• **Exercise goal**
For this task, extract exactly the lines of the data below, from the line containing "the red tile" through the last one, with pictures left out.

**** Exercise material ****

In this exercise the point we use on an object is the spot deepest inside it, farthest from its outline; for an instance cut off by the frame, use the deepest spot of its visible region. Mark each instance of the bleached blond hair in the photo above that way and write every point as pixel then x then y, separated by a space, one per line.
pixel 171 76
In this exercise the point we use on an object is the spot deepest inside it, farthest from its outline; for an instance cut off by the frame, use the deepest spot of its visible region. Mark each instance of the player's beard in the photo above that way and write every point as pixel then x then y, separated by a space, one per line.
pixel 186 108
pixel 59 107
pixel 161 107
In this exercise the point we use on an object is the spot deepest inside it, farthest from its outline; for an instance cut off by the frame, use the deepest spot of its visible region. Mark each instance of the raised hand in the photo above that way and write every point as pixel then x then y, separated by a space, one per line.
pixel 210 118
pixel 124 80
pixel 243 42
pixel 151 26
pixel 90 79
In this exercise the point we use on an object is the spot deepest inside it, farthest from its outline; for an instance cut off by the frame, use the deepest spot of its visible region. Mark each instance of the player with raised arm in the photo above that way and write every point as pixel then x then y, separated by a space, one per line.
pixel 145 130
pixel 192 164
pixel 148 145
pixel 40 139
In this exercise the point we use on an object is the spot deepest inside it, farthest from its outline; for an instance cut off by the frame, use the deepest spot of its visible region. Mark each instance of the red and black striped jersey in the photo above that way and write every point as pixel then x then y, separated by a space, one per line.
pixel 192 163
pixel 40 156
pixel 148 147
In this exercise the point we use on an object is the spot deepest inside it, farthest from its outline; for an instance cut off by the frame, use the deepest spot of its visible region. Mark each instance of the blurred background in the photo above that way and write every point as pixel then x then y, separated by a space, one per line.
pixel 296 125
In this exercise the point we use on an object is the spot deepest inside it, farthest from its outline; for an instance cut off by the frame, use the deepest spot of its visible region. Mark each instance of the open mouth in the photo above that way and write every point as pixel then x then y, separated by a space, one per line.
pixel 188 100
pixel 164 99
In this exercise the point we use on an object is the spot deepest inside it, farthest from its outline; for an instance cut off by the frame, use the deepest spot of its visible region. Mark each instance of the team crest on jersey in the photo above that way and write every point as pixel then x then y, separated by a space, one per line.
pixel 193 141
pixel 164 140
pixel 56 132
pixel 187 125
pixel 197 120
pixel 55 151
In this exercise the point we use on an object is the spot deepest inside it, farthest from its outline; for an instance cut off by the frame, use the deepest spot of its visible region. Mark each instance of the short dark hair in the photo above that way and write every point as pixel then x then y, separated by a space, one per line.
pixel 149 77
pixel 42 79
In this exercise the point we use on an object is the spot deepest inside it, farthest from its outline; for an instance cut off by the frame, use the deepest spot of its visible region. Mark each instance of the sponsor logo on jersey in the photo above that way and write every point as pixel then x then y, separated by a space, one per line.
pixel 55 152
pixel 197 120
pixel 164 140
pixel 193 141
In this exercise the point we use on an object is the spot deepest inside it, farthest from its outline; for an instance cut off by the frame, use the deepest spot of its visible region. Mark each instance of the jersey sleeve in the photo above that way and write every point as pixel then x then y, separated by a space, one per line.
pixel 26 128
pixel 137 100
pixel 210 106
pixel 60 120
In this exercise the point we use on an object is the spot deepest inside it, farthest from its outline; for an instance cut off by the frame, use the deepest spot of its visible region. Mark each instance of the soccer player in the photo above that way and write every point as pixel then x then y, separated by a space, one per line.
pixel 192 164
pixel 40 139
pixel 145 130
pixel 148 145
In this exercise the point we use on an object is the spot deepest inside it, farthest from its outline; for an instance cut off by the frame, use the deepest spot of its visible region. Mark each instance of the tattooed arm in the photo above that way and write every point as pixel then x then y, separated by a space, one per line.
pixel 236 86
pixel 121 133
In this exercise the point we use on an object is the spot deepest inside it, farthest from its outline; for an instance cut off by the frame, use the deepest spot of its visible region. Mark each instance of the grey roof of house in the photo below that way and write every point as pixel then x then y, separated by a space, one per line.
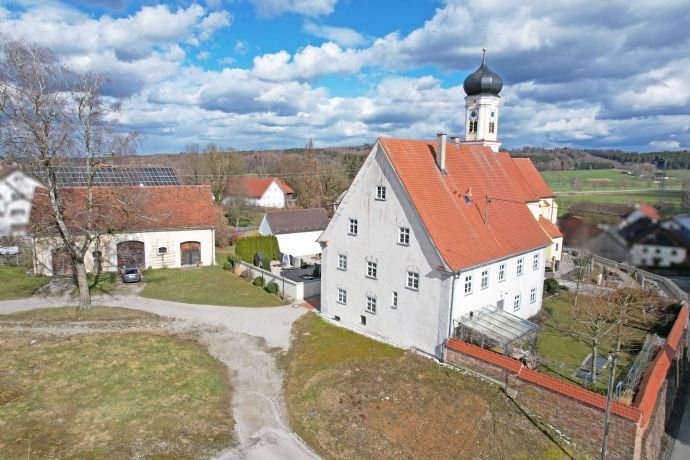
pixel 76 176
pixel 297 220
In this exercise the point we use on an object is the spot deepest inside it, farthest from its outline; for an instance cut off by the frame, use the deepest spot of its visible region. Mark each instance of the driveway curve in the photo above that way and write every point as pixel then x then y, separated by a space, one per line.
pixel 246 340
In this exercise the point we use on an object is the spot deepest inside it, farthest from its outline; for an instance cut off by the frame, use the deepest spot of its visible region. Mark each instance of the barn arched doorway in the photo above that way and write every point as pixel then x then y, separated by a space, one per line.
pixel 190 253
pixel 131 253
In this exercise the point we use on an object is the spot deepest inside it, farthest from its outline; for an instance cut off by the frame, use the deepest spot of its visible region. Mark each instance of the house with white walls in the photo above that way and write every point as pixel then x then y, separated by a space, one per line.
pixel 150 227
pixel 16 195
pixel 263 192
pixel 432 232
pixel 296 231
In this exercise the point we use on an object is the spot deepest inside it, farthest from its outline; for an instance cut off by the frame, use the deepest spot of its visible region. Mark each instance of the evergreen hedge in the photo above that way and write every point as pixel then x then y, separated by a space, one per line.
pixel 248 247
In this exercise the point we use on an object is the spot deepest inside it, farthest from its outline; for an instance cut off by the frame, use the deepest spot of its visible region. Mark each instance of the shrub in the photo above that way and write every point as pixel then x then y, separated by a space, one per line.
pixel 551 285
pixel 248 247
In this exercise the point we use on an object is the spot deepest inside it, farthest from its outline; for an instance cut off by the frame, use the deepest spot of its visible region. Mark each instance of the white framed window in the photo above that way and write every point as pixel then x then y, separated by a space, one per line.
pixel 412 280
pixel 371 304
pixel 485 278
pixel 371 270
pixel 352 229
pixel 404 236
pixel 468 284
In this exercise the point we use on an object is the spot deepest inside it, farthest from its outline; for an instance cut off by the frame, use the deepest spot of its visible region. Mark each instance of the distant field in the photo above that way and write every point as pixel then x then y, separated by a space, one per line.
pixel 608 179
pixel 613 186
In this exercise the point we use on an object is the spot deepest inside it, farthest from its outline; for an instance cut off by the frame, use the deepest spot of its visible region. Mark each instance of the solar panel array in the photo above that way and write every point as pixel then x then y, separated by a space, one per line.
pixel 115 176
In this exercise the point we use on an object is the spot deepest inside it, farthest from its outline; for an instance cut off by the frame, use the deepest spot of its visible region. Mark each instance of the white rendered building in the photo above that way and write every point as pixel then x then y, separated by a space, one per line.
pixel 16 195
pixel 431 231
pixel 150 227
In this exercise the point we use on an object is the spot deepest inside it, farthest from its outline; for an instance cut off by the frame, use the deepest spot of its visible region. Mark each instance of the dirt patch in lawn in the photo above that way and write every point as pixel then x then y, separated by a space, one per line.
pixel 133 393
pixel 351 397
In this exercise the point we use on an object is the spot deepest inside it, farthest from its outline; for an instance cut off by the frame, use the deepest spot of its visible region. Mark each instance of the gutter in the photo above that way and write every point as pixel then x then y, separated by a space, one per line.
pixel 456 276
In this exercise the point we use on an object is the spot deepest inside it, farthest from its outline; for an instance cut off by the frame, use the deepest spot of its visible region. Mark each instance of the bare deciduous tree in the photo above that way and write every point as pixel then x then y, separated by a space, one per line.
pixel 51 117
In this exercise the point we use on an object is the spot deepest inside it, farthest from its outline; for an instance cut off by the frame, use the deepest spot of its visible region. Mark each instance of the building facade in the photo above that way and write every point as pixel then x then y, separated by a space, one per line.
pixel 430 232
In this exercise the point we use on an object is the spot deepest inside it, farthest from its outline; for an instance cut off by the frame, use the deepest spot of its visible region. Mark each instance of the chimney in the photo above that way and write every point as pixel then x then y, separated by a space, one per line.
pixel 441 152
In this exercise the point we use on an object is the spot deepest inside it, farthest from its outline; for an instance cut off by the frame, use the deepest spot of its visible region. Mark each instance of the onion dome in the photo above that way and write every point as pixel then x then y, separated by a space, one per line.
pixel 483 81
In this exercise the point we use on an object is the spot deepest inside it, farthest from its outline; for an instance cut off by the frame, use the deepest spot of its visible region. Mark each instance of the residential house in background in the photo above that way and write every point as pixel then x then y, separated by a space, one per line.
pixel 160 226
pixel 431 233
pixel 16 195
pixel 297 231
pixel 263 192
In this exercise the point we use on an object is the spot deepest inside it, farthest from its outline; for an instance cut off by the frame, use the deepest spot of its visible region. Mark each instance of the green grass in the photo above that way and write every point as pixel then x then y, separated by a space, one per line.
pixel 352 397
pixel 206 286
pixel 562 354
pixel 16 284
pixel 73 314
pixel 111 396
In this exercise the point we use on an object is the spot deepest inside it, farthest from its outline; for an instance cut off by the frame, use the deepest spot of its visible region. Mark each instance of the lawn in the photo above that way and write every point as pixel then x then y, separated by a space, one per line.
pixel 206 286
pixel 16 284
pixel 562 355
pixel 351 397
pixel 110 395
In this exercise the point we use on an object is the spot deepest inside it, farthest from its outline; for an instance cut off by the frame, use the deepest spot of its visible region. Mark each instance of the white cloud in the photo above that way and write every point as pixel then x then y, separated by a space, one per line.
pixel 272 8
pixel 343 36
pixel 241 47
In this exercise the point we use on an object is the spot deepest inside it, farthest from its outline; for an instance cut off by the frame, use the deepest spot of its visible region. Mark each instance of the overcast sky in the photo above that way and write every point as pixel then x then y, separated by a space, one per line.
pixel 255 74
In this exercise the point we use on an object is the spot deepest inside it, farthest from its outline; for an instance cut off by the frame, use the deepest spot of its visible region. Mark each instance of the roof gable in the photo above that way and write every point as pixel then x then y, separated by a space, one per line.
pixel 253 187
pixel 297 220
pixel 472 211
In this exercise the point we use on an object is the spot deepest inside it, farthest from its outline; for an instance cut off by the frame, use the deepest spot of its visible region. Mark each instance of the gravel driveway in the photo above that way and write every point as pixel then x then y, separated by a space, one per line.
pixel 246 340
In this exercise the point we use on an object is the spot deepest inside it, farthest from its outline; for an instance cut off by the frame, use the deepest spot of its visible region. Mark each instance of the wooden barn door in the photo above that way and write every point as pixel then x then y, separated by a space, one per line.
pixel 190 253
pixel 131 253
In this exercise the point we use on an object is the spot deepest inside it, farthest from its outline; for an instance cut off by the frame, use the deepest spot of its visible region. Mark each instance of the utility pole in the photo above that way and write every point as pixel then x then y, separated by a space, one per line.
pixel 609 395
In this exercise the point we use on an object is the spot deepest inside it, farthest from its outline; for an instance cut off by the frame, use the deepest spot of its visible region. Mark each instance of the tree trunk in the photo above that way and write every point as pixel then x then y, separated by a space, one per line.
pixel 594 362
pixel 83 283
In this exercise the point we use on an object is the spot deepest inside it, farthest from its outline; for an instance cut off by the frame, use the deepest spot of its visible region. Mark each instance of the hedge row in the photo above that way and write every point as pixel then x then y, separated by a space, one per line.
pixel 249 246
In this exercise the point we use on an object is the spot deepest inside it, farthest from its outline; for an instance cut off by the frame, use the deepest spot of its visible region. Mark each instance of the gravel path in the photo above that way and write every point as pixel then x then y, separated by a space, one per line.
pixel 246 340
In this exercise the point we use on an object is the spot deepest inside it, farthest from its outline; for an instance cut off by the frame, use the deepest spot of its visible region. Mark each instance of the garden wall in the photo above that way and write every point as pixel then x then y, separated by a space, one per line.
pixel 298 291
pixel 635 431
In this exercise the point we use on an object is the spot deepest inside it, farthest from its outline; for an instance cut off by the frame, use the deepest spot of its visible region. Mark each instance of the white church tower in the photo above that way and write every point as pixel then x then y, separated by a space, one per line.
pixel 481 106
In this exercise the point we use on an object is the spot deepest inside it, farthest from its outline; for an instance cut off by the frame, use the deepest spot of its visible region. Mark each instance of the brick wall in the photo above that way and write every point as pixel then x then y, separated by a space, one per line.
pixel 635 431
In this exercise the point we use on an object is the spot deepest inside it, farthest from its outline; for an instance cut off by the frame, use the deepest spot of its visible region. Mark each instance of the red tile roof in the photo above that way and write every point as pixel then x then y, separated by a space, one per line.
pixel 549 227
pixel 533 178
pixel 550 383
pixel 468 234
pixel 129 208
pixel 253 187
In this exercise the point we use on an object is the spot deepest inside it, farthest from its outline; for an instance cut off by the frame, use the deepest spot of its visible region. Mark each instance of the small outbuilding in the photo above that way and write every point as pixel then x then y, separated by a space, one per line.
pixel 297 231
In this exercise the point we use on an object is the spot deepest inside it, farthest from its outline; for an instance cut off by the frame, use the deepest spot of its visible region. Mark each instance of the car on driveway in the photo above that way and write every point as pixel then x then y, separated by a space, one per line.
pixel 130 274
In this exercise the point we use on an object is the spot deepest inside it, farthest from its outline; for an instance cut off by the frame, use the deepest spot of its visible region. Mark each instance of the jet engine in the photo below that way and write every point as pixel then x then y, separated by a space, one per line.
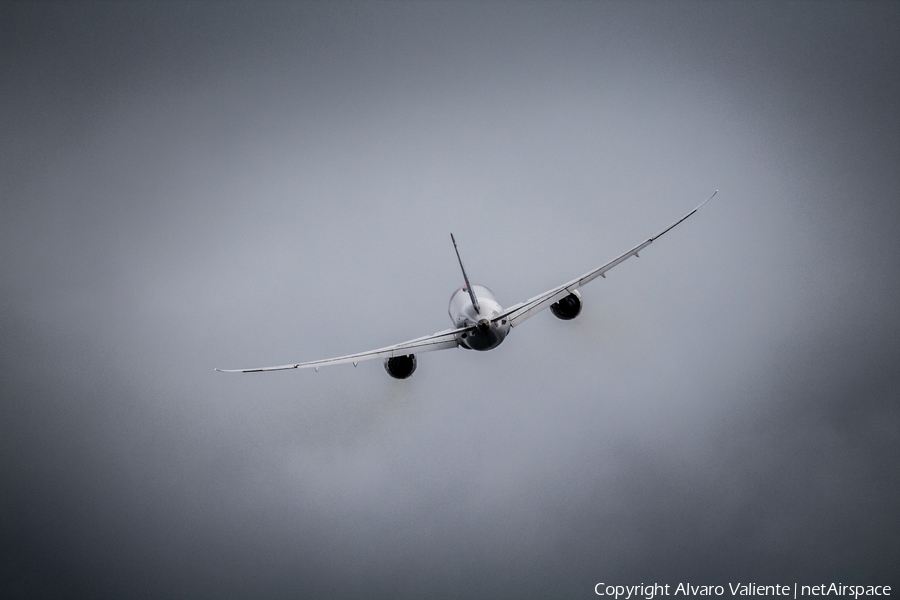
pixel 400 367
pixel 567 308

****

• **Solution below**
In this exercise the point we use on an object is the spot deepest inside it, farthest from its outline; for an instance cut off by the frame, use the deepest spot of its visible region. Mark each instance of the red tile roof in the photo above that way and write every point as pixel then x then y, separated by a space, one per line.
pixel 549 227
pixel 533 178
pixel 550 383
pixel 468 234
pixel 129 208
pixel 253 187
In this exercise the point we use on an object is the spot deepest inside it, farthest from its outline; for an instance cut off by the frame, use the deepest spot of its visible region. Mark each instance of the small outbuilding in the photo above that way and write every point as pixel then x then y, separated by a space, one per line.
pixel 297 231
In this exercise the point we use on an object is the spot deepest inside it, farthest from its outline; for an instance cut off by the frame, use the deepest spot of its visible region. Mark each instance of the car on driveway in the photo above that way and write every point as pixel then x then y, separated by a space, one per line.
pixel 130 274
In this exercise the point we use on an object is the spot deepest inside it, farthest from its outline; for an instance cut off by the frame, use the deepest spot of its visible region. Mark each instance of the jet engine in the photo below that way and write every point as pixel then x then y, separated by a space, one per line.
pixel 400 367
pixel 567 308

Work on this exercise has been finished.